EXCERPT –
A cancer screening looks for cancer before a person has any symptoms.
Cancer screening tests can help find cancer at an early stage, before symptoms appear. When cancer, or abnormal tissue, is found early, it may be easier to treat or cure. By the time symptoms appear, the cancer may have grown and spread. This can make it harder to treat or cure cancer.
It's important to remember that when your doctor suggests a screening test, it does not always mean he or she thinks you have cancer. Screening tests are done when you have no cancer symptoms. To register for any of the screenings below, please call (816) 751-3775 or (913) 236-8003.
Colon Cancer Screenings
Routine colorectal cancer screenings are one of the most powerful tools for prevention. That's why it's so important to schedule a colonoscopy. Colonoscopies are recommended for men and women beginning at age 50, or earlier if you have certain risk factors.
Depending on your personal history and risk factors, various screening options are available for the detection of colon cancer. Some of the screening options include:
- Colonoscopy – one of the most sensitive tests available for colon cancer screening. Abnormal tissue can be removed during the exam. Pre-test preparation is required.
- Fecal occult blood test (FOBT), or fecal immunochemical test (FIT) – lab tests used to check stool samples for blood. Usually repeated annually.
- Flexible sigmoidoscopy – screens lower colon only.
- Stool DNA test – lab test used to look for DNA changes in cells, can also look for blood in stool. Typically repeated every three years. Less sensitive than colonoscopy at detecting precancerous polyps.
- Virtual colonoscopy (CT colonography) – CT scan produces cross-sectional images of abdominal organs. Catheter is used to fill colon with air for clearer images.
Talk with your doctor about your risk for colon cancer and the screening option that may be best for you. Find a physician.
Are you at risk? Find out by taking a free online risk assessment.
Lung Cancer Screenings
Low-dose CT imaging for lung cancer screenings. CT images are better at finding abnormalities than a traditional chest X-ray. The amount of radiation received during a low-dose CT lung cancer screening is less than the amount received annually from naturally occurring radiation that's present in the environment.
Testicular Cancer Screening
Most testicular cancers can be found at an early stage. Most of the time a lump on the testicle is the first symptom. Sometimes the testicle is swollen or larger than normal without a lump.
Most doctors agree that checking a man’s testicles should be part of a general physical exam. The American Cancer Society recommends a testicular exam by a doctor as part of a routine cancer-related check-up. Some doctors also recommend men self-examine their testicles monthly after puberty.
Learn more about testicular self-exam (TSE).
It’s normal for one testicle to be slightly larger than the other, and for one to hang lower than the other. You should also know that each normal testicle has a small, coiled tube (epididymis) that can feel like a small bump on the upper or middle outer side of the testicle. Normal testicles also have blood vessels, supporting tissues, and tubes that carry sperm. Some men may confuse these with abnormal lumps at first. If you have any concerns, ask your doctor.
Men with risk factors, such as an undescended testicle, previous testicular cancer, or a family member who has had this cancer should consider conducting monthly self-exams. A testicle can also get larger for many reasons other than cancer. In time you will learn what’s normal for you and will be able to tell when something is different. If you have risk factors or find something unusual or something you’re not sure about, either during a self-exam or at any other time, see a doctor right away.

WORK REQUEST –
Using the cancer screening text above, decide whether each statement agrees with it. Answer yes or no for each and quote the words from the text that settle it. (a) Colonoscopies are recommended for men and women starting at age 50, or earlier for people with certain risk factors. (b) Flexible sigmoidoscopy screens the entire colon. (c) The stool DNA test is more sensitive than colonoscopy at detecting precancerous polyps.

RECORDED INFORMATION –
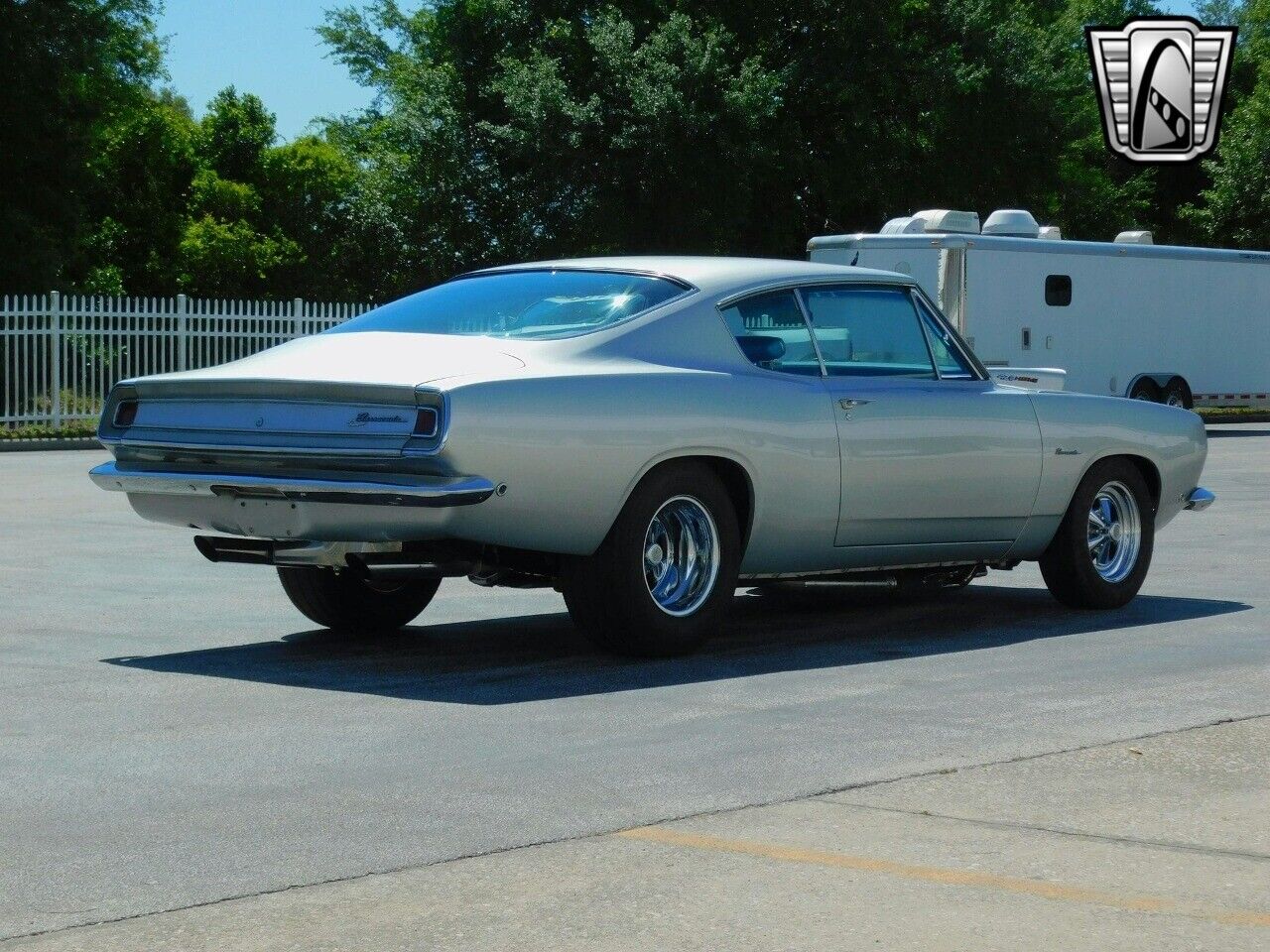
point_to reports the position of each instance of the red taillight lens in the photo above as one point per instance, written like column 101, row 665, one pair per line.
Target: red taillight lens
column 426, row 421
column 126, row 414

FINISHED EXERCISE –
(a) Yes: "Colonoscopies are recommended for men and women beginning at age 50, or earlier if you have certain risk factors."
(b) No: "Flexible sigmoidoscopy – screens lower colon only."
(c) No: "Less sensitive than colonoscopy at detecting precancerous polyps."